# To do
Change each "laid out like this" in the entries below to "formatted as shown" and write the entries out again with nothing else altered, leaving out the pictures.

** start **

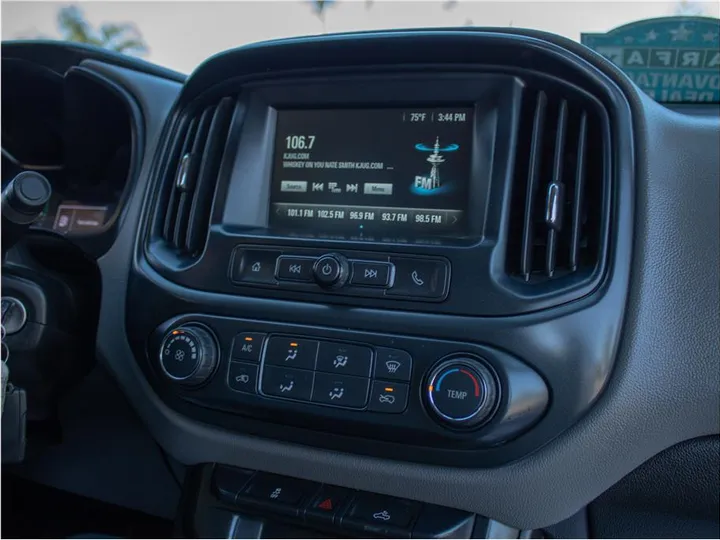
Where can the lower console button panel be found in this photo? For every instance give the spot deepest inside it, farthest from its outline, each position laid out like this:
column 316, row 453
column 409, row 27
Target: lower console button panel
column 409, row 391
column 340, row 510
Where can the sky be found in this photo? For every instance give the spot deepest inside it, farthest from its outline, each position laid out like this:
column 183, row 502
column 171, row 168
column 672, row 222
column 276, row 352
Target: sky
column 180, row 35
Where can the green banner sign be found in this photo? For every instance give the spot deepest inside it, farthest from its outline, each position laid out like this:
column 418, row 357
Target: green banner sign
column 672, row 59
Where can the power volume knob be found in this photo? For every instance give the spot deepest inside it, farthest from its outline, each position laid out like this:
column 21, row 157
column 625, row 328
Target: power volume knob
column 189, row 355
column 331, row 271
column 462, row 392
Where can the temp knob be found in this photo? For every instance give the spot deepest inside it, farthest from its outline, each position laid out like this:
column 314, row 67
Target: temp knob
column 189, row 355
column 331, row 271
column 462, row 392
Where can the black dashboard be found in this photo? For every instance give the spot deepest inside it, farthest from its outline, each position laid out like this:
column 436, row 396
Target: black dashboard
column 359, row 260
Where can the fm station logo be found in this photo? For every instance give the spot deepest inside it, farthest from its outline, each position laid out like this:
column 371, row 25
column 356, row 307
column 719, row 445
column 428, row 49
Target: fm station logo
column 432, row 183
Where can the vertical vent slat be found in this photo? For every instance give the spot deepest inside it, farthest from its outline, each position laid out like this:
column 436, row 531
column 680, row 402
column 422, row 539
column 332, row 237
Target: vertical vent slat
column 180, row 149
column 207, row 175
column 532, row 185
column 560, row 186
column 190, row 177
column 554, row 202
column 579, row 195
column 185, row 201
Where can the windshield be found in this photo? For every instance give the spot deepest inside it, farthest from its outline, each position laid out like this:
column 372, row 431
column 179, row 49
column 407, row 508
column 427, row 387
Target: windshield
column 180, row 35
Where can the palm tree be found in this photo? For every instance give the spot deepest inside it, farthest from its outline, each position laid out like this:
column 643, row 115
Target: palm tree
column 319, row 7
column 120, row 37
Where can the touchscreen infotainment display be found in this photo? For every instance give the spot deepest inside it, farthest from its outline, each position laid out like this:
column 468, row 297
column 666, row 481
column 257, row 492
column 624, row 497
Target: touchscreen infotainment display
column 372, row 169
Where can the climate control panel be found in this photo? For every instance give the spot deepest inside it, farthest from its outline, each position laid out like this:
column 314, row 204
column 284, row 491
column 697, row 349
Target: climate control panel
column 402, row 389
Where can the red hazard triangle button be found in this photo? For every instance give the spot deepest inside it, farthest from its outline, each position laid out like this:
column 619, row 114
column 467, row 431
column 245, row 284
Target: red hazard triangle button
column 327, row 503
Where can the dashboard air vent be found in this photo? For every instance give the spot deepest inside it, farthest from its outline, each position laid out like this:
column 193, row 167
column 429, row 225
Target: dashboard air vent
column 559, row 190
column 191, row 176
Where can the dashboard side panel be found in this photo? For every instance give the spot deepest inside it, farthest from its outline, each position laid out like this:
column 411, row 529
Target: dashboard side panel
column 663, row 389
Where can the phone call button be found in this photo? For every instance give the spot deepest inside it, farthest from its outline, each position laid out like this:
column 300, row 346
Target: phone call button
column 421, row 278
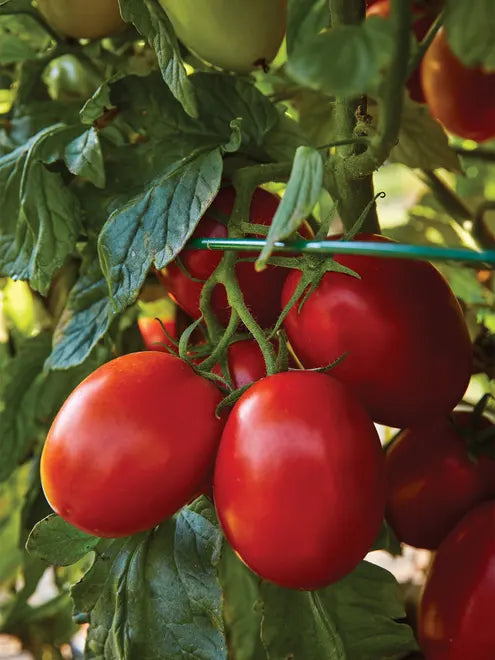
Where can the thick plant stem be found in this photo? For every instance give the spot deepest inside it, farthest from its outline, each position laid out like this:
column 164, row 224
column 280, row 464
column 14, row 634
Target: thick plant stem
column 391, row 100
column 350, row 193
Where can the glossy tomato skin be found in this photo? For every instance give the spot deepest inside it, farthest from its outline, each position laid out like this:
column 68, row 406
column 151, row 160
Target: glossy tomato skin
column 261, row 290
column 432, row 482
column 408, row 348
column 461, row 98
column 232, row 34
column 83, row 19
column 124, row 451
column 154, row 338
column 299, row 480
column 423, row 20
column 246, row 363
column 457, row 608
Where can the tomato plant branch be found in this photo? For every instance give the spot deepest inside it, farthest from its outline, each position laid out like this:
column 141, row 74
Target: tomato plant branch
column 350, row 192
column 390, row 101
column 415, row 61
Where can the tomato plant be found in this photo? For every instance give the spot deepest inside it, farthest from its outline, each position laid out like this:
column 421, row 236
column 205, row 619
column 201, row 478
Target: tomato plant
column 279, row 493
column 242, row 124
column 461, row 97
column 230, row 35
column 246, row 363
column 432, row 481
column 406, row 345
column 149, row 456
column 261, row 290
column 152, row 332
column 423, row 20
column 456, row 610
column 83, row 19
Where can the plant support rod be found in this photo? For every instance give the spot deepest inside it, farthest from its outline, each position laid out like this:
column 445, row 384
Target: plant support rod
column 484, row 258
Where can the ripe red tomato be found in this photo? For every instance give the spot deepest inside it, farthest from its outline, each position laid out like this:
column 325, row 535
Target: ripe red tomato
column 154, row 337
column 408, row 348
column 432, row 482
column 461, row 98
column 299, row 480
column 423, row 20
column 457, row 608
column 261, row 290
column 133, row 443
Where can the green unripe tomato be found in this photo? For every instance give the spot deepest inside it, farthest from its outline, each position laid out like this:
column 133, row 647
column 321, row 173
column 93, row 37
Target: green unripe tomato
column 82, row 19
column 236, row 35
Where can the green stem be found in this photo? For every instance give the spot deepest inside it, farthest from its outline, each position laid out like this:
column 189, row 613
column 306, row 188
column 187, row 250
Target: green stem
column 391, row 101
column 425, row 44
column 351, row 193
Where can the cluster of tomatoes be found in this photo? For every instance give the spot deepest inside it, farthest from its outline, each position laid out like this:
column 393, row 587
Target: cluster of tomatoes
column 299, row 478
column 460, row 97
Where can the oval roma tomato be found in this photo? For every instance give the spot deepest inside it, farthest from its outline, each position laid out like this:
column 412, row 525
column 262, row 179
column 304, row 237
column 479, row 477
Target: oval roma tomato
column 457, row 609
column 83, row 19
column 461, row 98
column 246, row 363
column 299, row 480
column 132, row 444
column 423, row 20
column 231, row 34
column 408, row 352
column 154, row 338
column 261, row 290
column 432, row 481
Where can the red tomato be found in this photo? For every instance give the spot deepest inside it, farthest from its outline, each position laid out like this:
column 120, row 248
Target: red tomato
column 261, row 290
column 246, row 363
column 423, row 20
column 432, row 482
column 461, row 98
column 457, row 608
column 132, row 444
column 408, row 348
column 299, row 480
column 152, row 333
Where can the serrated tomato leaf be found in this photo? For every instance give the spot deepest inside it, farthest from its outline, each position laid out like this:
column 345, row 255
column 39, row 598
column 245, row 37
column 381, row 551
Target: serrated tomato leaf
column 302, row 194
column 58, row 543
column 345, row 60
column 470, row 29
column 153, row 227
column 353, row 618
column 152, row 22
column 155, row 595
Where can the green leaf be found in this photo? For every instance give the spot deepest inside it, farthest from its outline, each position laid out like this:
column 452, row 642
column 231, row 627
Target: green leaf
column 18, row 429
column 154, row 227
column 470, row 28
column 422, row 141
column 241, row 610
column 40, row 216
column 14, row 49
column 354, row 618
column 302, row 194
column 57, row 542
column 155, row 595
column 346, row 60
column 84, row 157
column 86, row 318
column 305, row 19
column 152, row 22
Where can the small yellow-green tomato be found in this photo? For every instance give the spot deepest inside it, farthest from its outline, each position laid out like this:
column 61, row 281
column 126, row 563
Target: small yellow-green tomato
column 237, row 35
column 83, row 19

** end **

# Final answer
Where can the lower console button panel be found in this photo? For every instance give the spot deepest inside it, farthest from its outline, each position formatted as shown:
column 316, row 453
column 409, row 27
Target: lower console button panel
column 409, row 391
column 340, row 510
Where can the sky be found in this photo? For every instance give the spot deepest inside it, farthest from its outline, each position formatted as shown:
column 183, row 502
column 171, row 168
column 672, row 222
column 276, row 352
Target: sky
column 180, row 35
Where can the green banner sign be found in this photo? For every instance give the spot deepest inside it, farthest from its outline, each position formatted as shown:
column 418, row 357
Target: green banner sign
column 672, row 59
Where can the power volume knob be found in this photo? For every instance give the spot deepest inside it, farthest from its outline, each position formatted as shown:
column 21, row 157
column 625, row 328
Target: power volume knob
column 189, row 355
column 331, row 271
column 462, row 392
Where can the temp knob be found in this photo? For every instance give the spot deepest inside it, farthest from its outline, each position formatted as shown:
column 314, row 67
Target: temp knob
column 189, row 355
column 331, row 271
column 462, row 392
Where can the black dashboard be found in this photo? For every instance give the spot deepest inside it, farthest from its outline, each position formatted as shown:
column 436, row 396
Target: black dashboard
column 359, row 260
Where can the fm station logo be found in this photo? For every instance give the spot deepest inside it, farthest from its outline, each position formatted as shown:
column 371, row 25
column 356, row 307
column 719, row 445
column 428, row 49
Target: fm station logo
column 432, row 183
Where can the vertical vent slat be found in this photo? For every instance give the spot deepest inside it, farthest from its outline, each position formatted as shown:
column 436, row 531
column 680, row 402
column 422, row 539
column 332, row 237
Target: vertical vent slat
column 180, row 149
column 207, row 175
column 532, row 185
column 560, row 186
column 190, row 177
column 554, row 202
column 579, row 195
column 185, row 201
Where can the windshield be found in this photo? For every instance give the spot deepest inside it, farthest from its outline, each position formatted as shown:
column 372, row 431
column 179, row 49
column 407, row 508
column 427, row 387
Target: windshield
column 180, row 35
Where can the palm tree be found in this photo? For every instance give the spot deepest inside it, farthest from its outline, each position formatted as shown:
column 643, row 115
Target: palm tree
column 319, row 7
column 120, row 37
Where can the touchscreen infotainment display be found in this photo? For every instance give the spot deepest inside it, farthest from its outline, each position formatted as shown:
column 468, row 297
column 666, row 481
column 257, row 492
column 624, row 497
Target: touchscreen infotainment display
column 372, row 169
Where can the climate control panel be found in this photo? For every instance give the spot deepest inside it, farthest from its outline, each position formatted as shown:
column 314, row 204
column 284, row 491
column 697, row 349
Target: climate control panel
column 402, row 389
Where can the red hazard triangle button be found in this photo? For every instance give the spot deepest inside it, farthest from its outline, each position formatted as shown:
column 619, row 114
column 467, row 431
column 245, row 284
Target: red hazard triangle button
column 327, row 503
Where can the dashboard air vent be found in this photo? For every instance give the spot deepest inside it, farthest from its outline, each position formatted as shown:
column 193, row 167
column 429, row 225
Target: dashboard air vent
column 559, row 190
column 191, row 176
Where can the dashboard side panel be found in this photo? For every instance give the spot deepest inside it, farthest from its outline, each position formatted as shown:
column 411, row 529
Target: dashboard side panel
column 663, row 389
Where can the phone call button be found in this photo? For every instance give the spot deepest inside it, farthest from its outline, each position formatted as shown:
column 300, row 346
Target: phone call button
column 421, row 278
Where can the thick plant stem be found in this photo? For every instance give the spot deepest inside it, farthest from its outline, each position formatted as shown:
column 164, row 224
column 280, row 464
column 14, row 634
Target: thick plant stem
column 391, row 100
column 350, row 193
Where can the glossy tomato skin be found in this photo? For every instance give the spot deepest inside it, farthest from its outline, each position formatted as shown:
column 68, row 406
column 151, row 160
Target: glossy tomato skin
column 261, row 290
column 432, row 482
column 408, row 348
column 461, row 98
column 232, row 34
column 83, row 19
column 124, row 451
column 154, row 338
column 299, row 480
column 423, row 20
column 246, row 363
column 457, row 608
Where can the tomato plant branch be found in this photo? For every instance give the spot deepest inside it, farthest from its outline, each position formatted as shown:
column 141, row 74
Target: tomato plant branch
column 350, row 192
column 390, row 101
column 415, row 61
Where can the tomato plant be found in this photo? For every instance give the spot deepest inside it, farthest from its outline, each position formatted as shown:
column 421, row 236
column 205, row 619
column 201, row 478
Target: tomato plant
column 279, row 493
column 242, row 124
column 461, row 97
column 230, row 35
column 246, row 363
column 432, row 481
column 406, row 345
column 149, row 456
column 261, row 290
column 152, row 332
column 423, row 20
column 456, row 610
column 83, row 19
Where can the plant support rod be found in this photo? For every instance give the spot deepest inside it, farthest from its outline, each position formatted as shown:
column 445, row 384
Target: plant support rod
column 484, row 258
Where can the ripe red tomato be found in this photo? For every instance give the spot deepest inside it, farthest from its outline, each position formatted as shown:
column 325, row 535
Target: ripe red tomato
column 154, row 337
column 408, row 348
column 432, row 482
column 461, row 98
column 299, row 480
column 423, row 20
column 457, row 608
column 261, row 290
column 133, row 443
Where can the green unripe tomato be found in this photo? For every instance give the spot deepest inside it, farthest from its outline, each position formatted as shown:
column 133, row 647
column 321, row 173
column 93, row 37
Target: green unripe tomato
column 82, row 19
column 236, row 35
Where can the green stem be found in this photo? For every instance give the spot deepest inside it, farthest from its outline, each position formatted as shown:
column 189, row 613
column 306, row 188
column 187, row 250
Target: green stem
column 391, row 101
column 425, row 44
column 351, row 193
Where can the cluster of tomatoes be found in this photo? For every instance give the spot deepest inside it, farthest from its outline, each position formatted as shown:
column 393, row 587
Target: cluster of tomatoes
column 299, row 478
column 460, row 97
Where can the oval roma tomato be found in this photo? For every instance give the spot deepest inside it, farthest from its outline, each position formatted as shown:
column 412, row 525
column 262, row 179
column 304, row 237
column 479, row 477
Target: oval roma tomato
column 457, row 609
column 83, row 19
column 461, row 98
column 246, row 363
column 299, row 480
column 132, row 444
column 423, row 20
column 231, row 34
column 408, row 352
column 154, row 338
column 261, row 290
column 432, row 481
Where can the red tomato be found in this photo? For every instance give the spot deepest inside it, farthest from its outline, each position formatted as shown:
column 120, row 248
Target: red tomato
column 261, row 290
column 246, row 363
column 423, row 20
column 432, row 482
column 461, row 98
column 457, row 608
column 132, row 444
column 408, row 348
column 299, row 480
column 152, row 333
Where can the serrated tomato leaf be found in this photo? For every instance give the spot deepest inside it, farthest from its outline, each position formatted as shown:
column 345, row 255
column 39, row 598
column 245, row 37
column 381, row 551
Target: serrated tomato leaf
column 302, row 194
column 58, row 543
column 345, row 60
column 470, row 29
column 153, row 227
column 353, row 618
column 152, row 22
column 155, row 595
Where can the green leaf be found in this photo? For every instance give the spot deepest inside it, farthest from its outline, each position formatted as shown:
column 452, row 642
column 231, row 627
Target: green leaf
column 18, row 429
column 154, row 227
column 470, row 28
column 422, row 141
column 241, row 610
column 40, row 216
column 14, row 49
column 354, row 618
column 302, row 194
column 57, row 542
column 155, row 595
column 346, row 60
column 84, row 157
column 86, row 318
column 305, row 19
column 152, row 22
Where can the small yellow-green tomato be found in this photo? For every instance give the spot deepest inside it, farthest from its outline, each position formatted as shown:
column 61, row 281
column 126, row 563
Target: small yellow-green tomato
column 237, row 35
column 83, row 19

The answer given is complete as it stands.